======== Listed records ========
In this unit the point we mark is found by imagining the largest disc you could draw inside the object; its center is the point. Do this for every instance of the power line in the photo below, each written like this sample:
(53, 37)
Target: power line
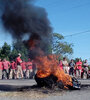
(77, 33)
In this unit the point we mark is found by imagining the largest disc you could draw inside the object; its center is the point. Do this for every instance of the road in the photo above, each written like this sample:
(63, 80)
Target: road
(83, 94)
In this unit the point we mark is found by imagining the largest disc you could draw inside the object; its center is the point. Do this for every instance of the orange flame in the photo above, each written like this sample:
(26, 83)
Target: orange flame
(48, 65)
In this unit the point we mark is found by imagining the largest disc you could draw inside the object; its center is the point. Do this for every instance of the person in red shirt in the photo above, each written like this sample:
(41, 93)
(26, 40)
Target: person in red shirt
(19, 68)
(12, 70)
(6, 66)
(29, 69)
(60, 64)
(23, 64)
(78, 68)
(0, 69)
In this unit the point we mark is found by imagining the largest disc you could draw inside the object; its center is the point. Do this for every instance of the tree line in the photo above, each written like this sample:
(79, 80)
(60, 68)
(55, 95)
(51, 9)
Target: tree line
(57, 46)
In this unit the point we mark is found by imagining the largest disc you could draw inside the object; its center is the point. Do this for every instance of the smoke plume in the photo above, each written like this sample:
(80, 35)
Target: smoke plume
(22, 17)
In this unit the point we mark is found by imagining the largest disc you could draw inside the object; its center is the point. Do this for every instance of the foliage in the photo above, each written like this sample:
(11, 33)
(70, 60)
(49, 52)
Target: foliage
(59, 46)
(5, 51)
========
Your instructions = Print all the items above again word for word, with the pictures left out.

Exercise answer =
In this unit the point we mark is found by imagining the largest disc you could draw inside the object; its center is the point. Do this for every instance of the power line in the photo below, each written like this sample:
(53, 37)
Target: power line
(77, 33)
In this unit the point we mark is found by imagining the largest disc you could draw inside the object; its center is the point. Do this for every instance of the road in the photo above, each written like this sample:
(63, 80)
Target: road
(83, 94)
In this unit the point we mark is found by imagining the largest disc you could draw inside the object; its center is the point. Do this for every instance of the orange flame in the photo above, each written like this sample:
(26, 83)
Target: orange flame
(48, 65)
In this unit the point we mark is found by imagining the largest disc you could draw inside the object; its center is the point. Do this for every instance of the person in red shirt in the photo above, each written like this sample:
(41, 93)
(26, 40)
Target: person in red shirt
(19, 68)
(12, 70)
(6, 66)
(29, 69)
(60, 64)
(23, 64)
(78, 68)
(0, 69)
In this unit the point we mark is found by imagining the largest disc you could draw inside the object; its center is the point. Do this for every instance of the tree line in the photo above, each written like this sample:
(79, 80)
(60, 68)
(55, 95)
(51, 9)
Target: tree line
(57, 46)
In this unit the point we mark is found by imagining the largest disc you could draw inside the object; its center is the point. Do this for every instance of the smoke plume in the photo above, each written like this sample:
(80, 35)
Target: smoke plume
(22, 17)
In this unit the point we mark is found by imagining the largest disc you could draw inside the object; its center is the point. Do this for every instance of the foliage in the photo above, each written like this sample:
(11, 33)
(70, 60)
(49, 52)
Target: foliage
(59, 46)
(5, 51)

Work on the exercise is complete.